§ Set exercise A
Print the whole text on refining coarse grid blocks, word for word.
§ Set exercise B
Output the lines of the records from the one containing "Provide one marker per instance of the hardwood" through the one containing "x=497, y=246", both included, without any changes.

§ Extract to read

◇ ◇ ◇ ◇ ◇ ◇ ◇

Alternatively, we can perform a Cartesian refinement of each block, which leads to a higher number of blocks.

pC = refineUniformShape(p2, G, iVel, NU,'cartDims', [2 2 1]);
pC = mergeBlocks2(pC, G, rock.poro, iVel, NL, NU);
[b, p] = findConfinedBlocks(G, p);
plotCoarseningStep(pC, G, rock.poro, iVel, NL, NU, 4, 1);

Or, we can perform a refinement in which we try to impose a fixed default partition in all parts that exceed the upper bound. And if this is not sufficient, we further subdivide the remaining violating blocks rectangularly.

◇ ◇ ◇ ◇ ◇ ◇ ◇

§ Object pointing dataset records
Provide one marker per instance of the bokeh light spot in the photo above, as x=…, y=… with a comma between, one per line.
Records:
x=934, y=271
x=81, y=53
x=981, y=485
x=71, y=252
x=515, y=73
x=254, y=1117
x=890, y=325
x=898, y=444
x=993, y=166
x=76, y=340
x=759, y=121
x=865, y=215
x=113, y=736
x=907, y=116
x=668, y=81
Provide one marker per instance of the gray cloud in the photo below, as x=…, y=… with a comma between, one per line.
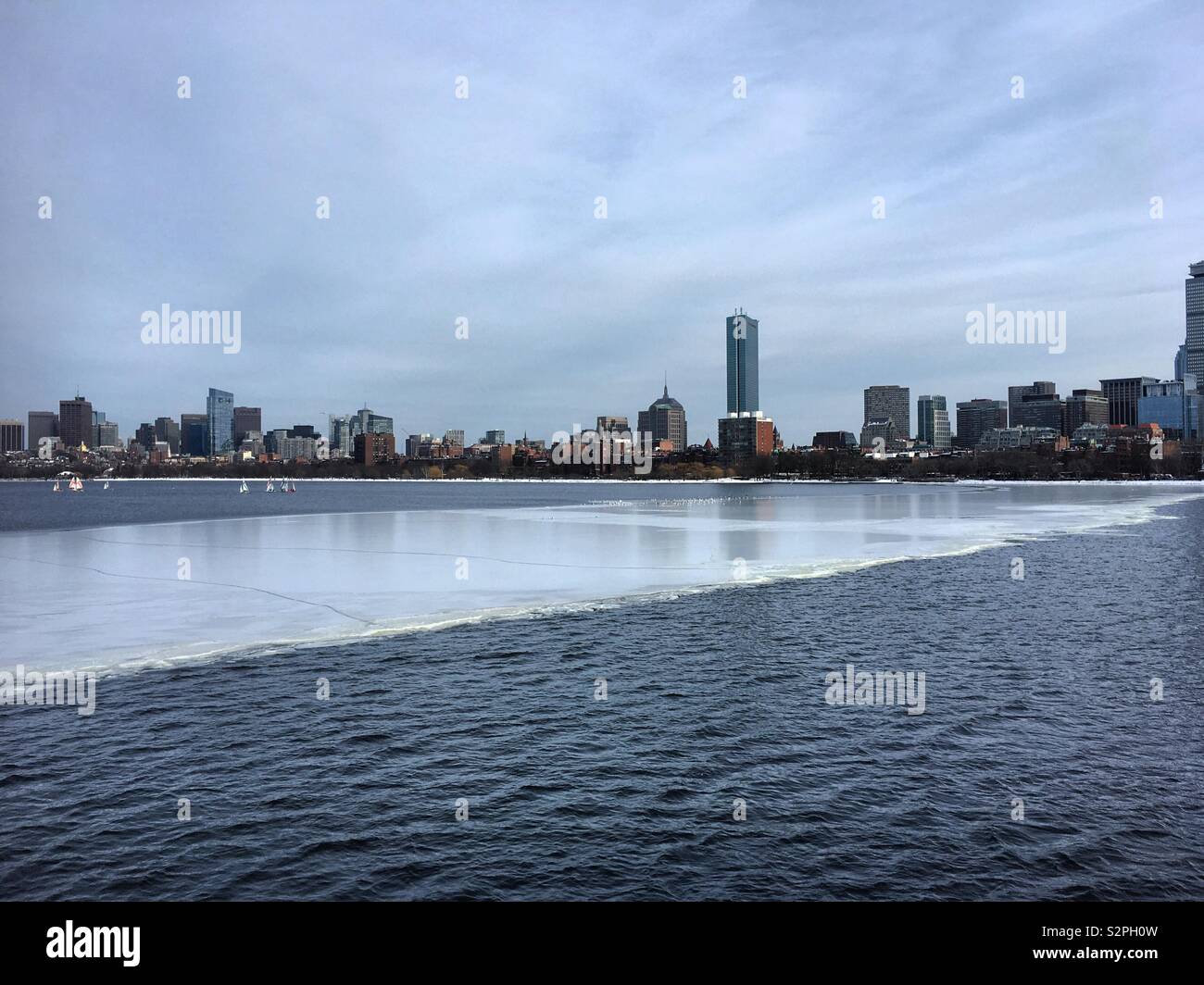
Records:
x=484, y=207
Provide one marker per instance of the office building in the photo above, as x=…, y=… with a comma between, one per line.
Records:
x=371, y=448
x=341, y=435
x=663, y=420
x=194, y=437
x=892, y=404
x=1123, y=393
x=1174, y=405
x=834, y=440
x=932, y=424
x=219, y=420
x=743, y=371
x=882, y=435
x=978, y=416
x=145, y=436
x=365, y=421
x=745, y=437
x=168, y=431
x=1019, y=436
x=1036, y=409
x=607, y=425
x=247, y=419
x=1193, y=289
x=75, y=421
x=1016, y=395
x=43, y=424
x=12, y=436
x=1084, y=407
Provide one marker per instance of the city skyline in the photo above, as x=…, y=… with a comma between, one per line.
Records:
x=474, y=208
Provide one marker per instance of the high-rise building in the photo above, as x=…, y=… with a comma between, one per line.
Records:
x=1174, y=405
x=75, y=421
x=890, y=403
x=145, y=436
x=1038, y=411
x=374, y=447
x=1193, y=289
x=882, y=435
x=743, y=372
x=43, y=424
x=12, y=436
x=976, y=417
x=247, y=419
x=608, y=424
x=746, y=437
x=219, y=421
x=1085, y=407
x=168, y=431
x=341, y=433
x=1123, y=393
x=663, y=420
x=932, y=427
x=364, y=421
x=1016, y=396
x=834, y=440
x=194, y=437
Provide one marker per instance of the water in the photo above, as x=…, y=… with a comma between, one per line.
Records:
x=1036, y=689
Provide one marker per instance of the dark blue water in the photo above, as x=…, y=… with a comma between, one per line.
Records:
x=1035, y=689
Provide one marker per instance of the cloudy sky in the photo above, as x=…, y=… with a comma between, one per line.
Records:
x=484, y=207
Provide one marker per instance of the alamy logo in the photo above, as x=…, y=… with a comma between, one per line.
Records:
x=193, y=328
x=878, y=688
x=1016, y=328
x=94, y=941
x=603, y=448
x=51, y=688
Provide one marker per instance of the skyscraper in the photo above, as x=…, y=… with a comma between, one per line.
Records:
x=1123, y=393
x=12, y=435
x=978, y=416
x=890, y=403
x=219, y=421
x=194, y=435
x=75, y=421
x=1016, y=396
x=1085, y=407
x=1193, y=288
x=247, y=419
x=165, y=429
x=743, y=377
x=663, y=420
x=934, y=420
x=43, y=424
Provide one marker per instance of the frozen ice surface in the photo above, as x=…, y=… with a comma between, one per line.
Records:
x=117, y=597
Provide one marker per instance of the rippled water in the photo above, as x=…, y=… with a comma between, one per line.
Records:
x=1036, y=689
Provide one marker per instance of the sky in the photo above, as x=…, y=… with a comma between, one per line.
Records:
x=486, y=208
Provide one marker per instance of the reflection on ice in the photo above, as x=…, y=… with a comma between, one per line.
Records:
x=137, y=595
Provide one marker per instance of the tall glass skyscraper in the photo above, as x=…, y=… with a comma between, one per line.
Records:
x=934, y=424
x=743, y=383
x=1193, y=289
x=219, y=418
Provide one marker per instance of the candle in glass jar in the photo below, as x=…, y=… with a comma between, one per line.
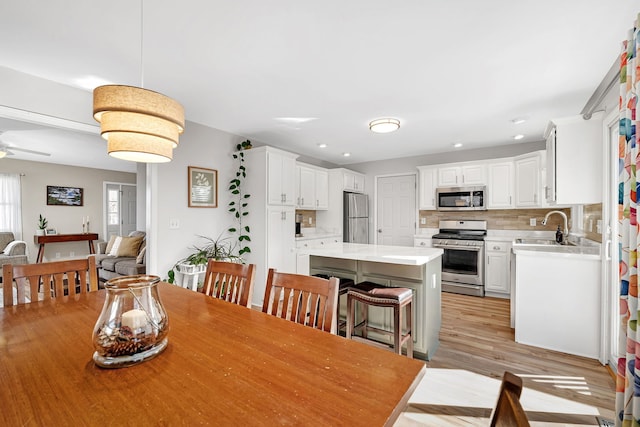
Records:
x=134, y=319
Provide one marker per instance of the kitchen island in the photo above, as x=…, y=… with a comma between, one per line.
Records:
x=400, y=266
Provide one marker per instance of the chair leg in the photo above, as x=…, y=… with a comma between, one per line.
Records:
x=409, y=331
x=350, y=314
x=397, y=329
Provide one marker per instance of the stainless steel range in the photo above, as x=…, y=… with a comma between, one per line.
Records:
x=463, y=258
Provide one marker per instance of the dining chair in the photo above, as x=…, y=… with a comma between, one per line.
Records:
x=229, y=281
x=43, y=281
x=307, y=300
x=508, y=410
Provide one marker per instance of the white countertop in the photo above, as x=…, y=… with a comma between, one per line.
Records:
x=406, y=255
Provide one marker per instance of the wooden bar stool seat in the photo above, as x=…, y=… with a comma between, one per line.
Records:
x=372, y=294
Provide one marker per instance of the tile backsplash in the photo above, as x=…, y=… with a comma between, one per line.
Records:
x=503, y=219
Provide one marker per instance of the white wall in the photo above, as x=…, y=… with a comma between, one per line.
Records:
x=168, y=198
x=64, y=219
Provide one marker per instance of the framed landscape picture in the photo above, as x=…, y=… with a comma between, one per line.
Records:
x=64, y=196
x=203, y=187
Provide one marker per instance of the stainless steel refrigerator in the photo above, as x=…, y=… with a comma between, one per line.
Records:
x=356, y=218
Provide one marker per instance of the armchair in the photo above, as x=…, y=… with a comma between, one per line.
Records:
x=12, y=251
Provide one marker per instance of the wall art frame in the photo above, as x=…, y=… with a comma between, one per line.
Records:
x=203, y=187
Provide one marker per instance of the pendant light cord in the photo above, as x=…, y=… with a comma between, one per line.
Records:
x=142, y=43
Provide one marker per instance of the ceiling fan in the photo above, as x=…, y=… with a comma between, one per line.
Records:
x=6, y=150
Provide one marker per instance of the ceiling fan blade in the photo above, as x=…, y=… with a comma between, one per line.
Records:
x=24, y=150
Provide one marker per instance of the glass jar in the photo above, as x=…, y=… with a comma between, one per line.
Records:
x=133, y=324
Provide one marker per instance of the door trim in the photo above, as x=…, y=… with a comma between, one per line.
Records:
x=375, y=202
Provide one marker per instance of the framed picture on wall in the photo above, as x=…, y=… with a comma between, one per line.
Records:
x=203, y=187
x=64, y=196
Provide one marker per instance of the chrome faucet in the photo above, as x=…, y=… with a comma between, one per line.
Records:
x=564, y=217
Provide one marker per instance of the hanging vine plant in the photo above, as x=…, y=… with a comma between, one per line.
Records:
x=238, y=205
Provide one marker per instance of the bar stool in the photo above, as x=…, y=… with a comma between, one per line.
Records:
x=343, y=287
x=367, y=294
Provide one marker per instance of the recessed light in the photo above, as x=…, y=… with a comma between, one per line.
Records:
x=384, y=125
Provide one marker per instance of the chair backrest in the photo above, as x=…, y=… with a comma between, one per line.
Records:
x=229, y=281
x=307, y=300
x=508, y=411
x=48, y=279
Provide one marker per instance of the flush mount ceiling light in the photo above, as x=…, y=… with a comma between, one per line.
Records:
x=139, y=125
x=384, y=125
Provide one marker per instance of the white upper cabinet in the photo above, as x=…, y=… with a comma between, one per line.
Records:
x=353, y=181
x=470, y=174
x=281, y=178
x=574, y=161
x=528, y=176
x=500, y=185
x=427, y=187
x=312, y=187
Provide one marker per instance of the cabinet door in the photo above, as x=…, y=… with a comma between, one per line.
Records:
x=274, y=179
x=358, y=182
x=448, y=176
x=427, y=199
x=322, y=189
x=306, y=183
x=281, y=239
x=473, y=174
x=500, y=187
x=528, y=181
x=288, y=180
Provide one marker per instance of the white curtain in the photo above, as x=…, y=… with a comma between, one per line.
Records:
x=10, y=204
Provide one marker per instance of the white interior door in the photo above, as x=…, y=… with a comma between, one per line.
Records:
x=396, y=210
x=610, y=242
x=120, y=209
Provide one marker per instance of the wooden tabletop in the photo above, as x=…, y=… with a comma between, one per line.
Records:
x=224, y=365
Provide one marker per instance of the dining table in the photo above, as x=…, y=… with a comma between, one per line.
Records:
x=224, y=364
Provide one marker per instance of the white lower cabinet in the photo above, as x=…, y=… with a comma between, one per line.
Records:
x=497, y=268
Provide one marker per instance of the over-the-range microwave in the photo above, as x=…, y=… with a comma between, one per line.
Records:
x=469, y=198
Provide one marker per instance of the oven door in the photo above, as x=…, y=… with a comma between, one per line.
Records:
x=462, y=264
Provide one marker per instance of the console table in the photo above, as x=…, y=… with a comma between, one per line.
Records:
x=61, y=238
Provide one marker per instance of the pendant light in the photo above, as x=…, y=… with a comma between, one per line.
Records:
x=139, y=125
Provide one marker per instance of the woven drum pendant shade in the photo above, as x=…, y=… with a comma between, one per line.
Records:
x=140, y=125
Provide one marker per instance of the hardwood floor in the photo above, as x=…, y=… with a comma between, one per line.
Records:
x=476, y=346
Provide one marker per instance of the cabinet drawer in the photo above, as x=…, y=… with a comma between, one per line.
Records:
x=497, y=246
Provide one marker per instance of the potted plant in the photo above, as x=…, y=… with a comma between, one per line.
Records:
x=239, y=201
x=42, y=225
x=219, y=249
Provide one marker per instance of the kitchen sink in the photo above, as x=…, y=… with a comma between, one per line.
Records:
x=542, y=242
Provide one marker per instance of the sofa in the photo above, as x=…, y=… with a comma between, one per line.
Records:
x=12, y=251
x=122, y=256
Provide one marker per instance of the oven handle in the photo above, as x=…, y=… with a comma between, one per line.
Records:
x=460, y=248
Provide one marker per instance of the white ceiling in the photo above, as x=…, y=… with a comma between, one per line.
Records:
x=451, y=71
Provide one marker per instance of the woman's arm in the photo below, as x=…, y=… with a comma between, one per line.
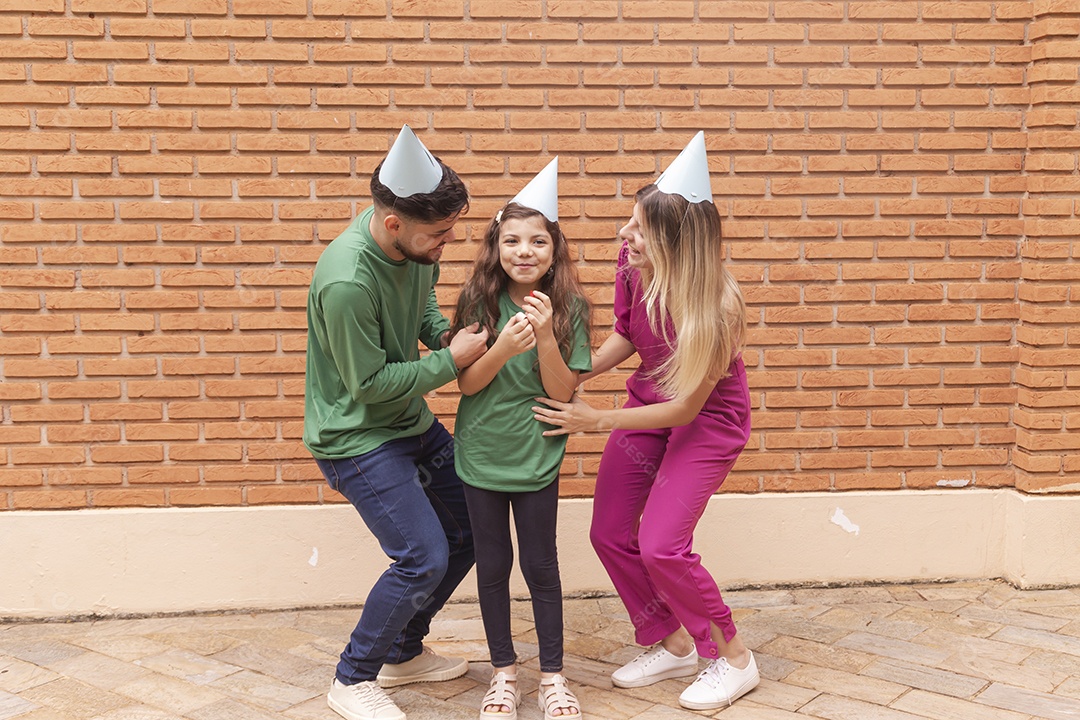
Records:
x=558, y=380
x=612, y=351
x=578, y=416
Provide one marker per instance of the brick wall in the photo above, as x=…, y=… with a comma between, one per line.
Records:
x=898, y=182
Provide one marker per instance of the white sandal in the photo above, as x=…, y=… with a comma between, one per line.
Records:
x=501, y=693
x=554, y=694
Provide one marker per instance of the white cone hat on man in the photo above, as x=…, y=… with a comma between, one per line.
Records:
x=688, y=174
x=541, y=193
x=409, y=168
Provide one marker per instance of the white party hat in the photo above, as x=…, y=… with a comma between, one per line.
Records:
x=688, y=174
x=409, y=168
x=541, y=193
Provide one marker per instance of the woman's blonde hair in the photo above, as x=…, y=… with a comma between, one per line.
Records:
x=691, y=300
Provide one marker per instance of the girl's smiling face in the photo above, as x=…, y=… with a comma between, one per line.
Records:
x=637, y=247
x=526, y=249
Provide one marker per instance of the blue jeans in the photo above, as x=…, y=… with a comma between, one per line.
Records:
x=412, y=500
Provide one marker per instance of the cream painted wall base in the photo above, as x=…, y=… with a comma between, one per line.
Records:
x=122, y=561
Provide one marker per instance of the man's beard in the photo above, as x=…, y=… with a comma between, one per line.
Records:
x=415, y=257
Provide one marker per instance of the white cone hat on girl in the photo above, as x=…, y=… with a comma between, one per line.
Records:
x=409, y=168
x=688, y=174
x=541, y=193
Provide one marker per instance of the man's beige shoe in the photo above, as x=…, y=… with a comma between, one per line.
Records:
x=426, y=667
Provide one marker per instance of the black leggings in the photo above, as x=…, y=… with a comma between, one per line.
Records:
x=535, y=515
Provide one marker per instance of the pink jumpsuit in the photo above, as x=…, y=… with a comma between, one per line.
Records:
x=653, y=485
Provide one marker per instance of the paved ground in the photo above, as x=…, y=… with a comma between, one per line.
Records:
x=970, y=651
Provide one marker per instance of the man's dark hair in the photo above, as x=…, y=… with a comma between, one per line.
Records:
x=448, y=199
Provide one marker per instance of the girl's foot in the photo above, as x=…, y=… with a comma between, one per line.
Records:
x=556, y=700
x=500, y=703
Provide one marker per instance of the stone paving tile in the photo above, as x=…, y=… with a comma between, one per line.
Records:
x=123, y=648
x=1039, y=639
x=943, y=707
x=1053, y=662
x=949, y=622
x=1017, y=617
x=972, y=647
x=818, y=653
x=98, y=670
x=166, y=693
x=925, y=678
x=890, y=648
x=137, y=712
x=846, y=684
x=993, y=670
x=834, y=707
x=745, y=709
x=12, y=706
x=966, y=651
x=73, y=698
x=781, y=695
x=835, y=596
x=1039, y=705
x=188, y=666
x=17, y=675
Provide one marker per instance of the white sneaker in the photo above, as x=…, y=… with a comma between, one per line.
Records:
x=655, y=665
x=427, y=667
x=364, y=701
x=719, y=684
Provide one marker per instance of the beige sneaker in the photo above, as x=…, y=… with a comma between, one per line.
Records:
x=426, y=667
x=364, y=701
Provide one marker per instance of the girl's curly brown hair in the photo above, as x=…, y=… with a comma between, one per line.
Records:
x=478, y=301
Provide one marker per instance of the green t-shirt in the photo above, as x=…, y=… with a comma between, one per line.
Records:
x=365, y=378
x=497, y=442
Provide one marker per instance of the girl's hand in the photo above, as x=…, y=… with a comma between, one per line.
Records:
x=574, y=417
x=538, y=310
x=516, y=337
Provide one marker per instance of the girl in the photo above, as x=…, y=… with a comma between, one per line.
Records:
x=684, y=424
x=524, y=289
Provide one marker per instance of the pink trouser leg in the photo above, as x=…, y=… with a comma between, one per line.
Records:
x=624, y=478
x=665, y=478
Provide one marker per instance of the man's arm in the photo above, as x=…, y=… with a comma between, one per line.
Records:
x=354, y=337
x=434, y=328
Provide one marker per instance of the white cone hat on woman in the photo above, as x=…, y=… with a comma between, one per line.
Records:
x=541, y=193
x=409, y=168
x=688, y=174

◇ ◇ ◇ ◇ ◇ ◇ ◇

§ Final answer A
Alternatively, we can perform a Cartesian refinement of each block, which leads to a higher number of blocks.

pC = refineUniformShape(p2, G, iVel, NU,'cartDims', [2 2 1]);
pC = mergeBlocks2(pC, G, rock.poro, iVel, NL, NU);
[b, p] = findConfinedBlocks(G, p);
plotCoarseningStep(pC, G, rock.poro, iVel, NL, NU, 4, 1);

Or, we can perform a refinement in which we try to impose a fixed default partition in all parts that exceed the upper bound. And if this is not sufficient, we further subdivide the remaining violating blocks rectangularly.

§ Final answer B
Provide one marker per instance of the hardwood floor in the photo above, as x=…, y=… with a comma between, one per line.
Records:
x=476, y=346
Provide one marker per instance of the cabinet drawer in the photo above, as x=…, y=… with a comma between, one per line.
Records:
x=497, y=246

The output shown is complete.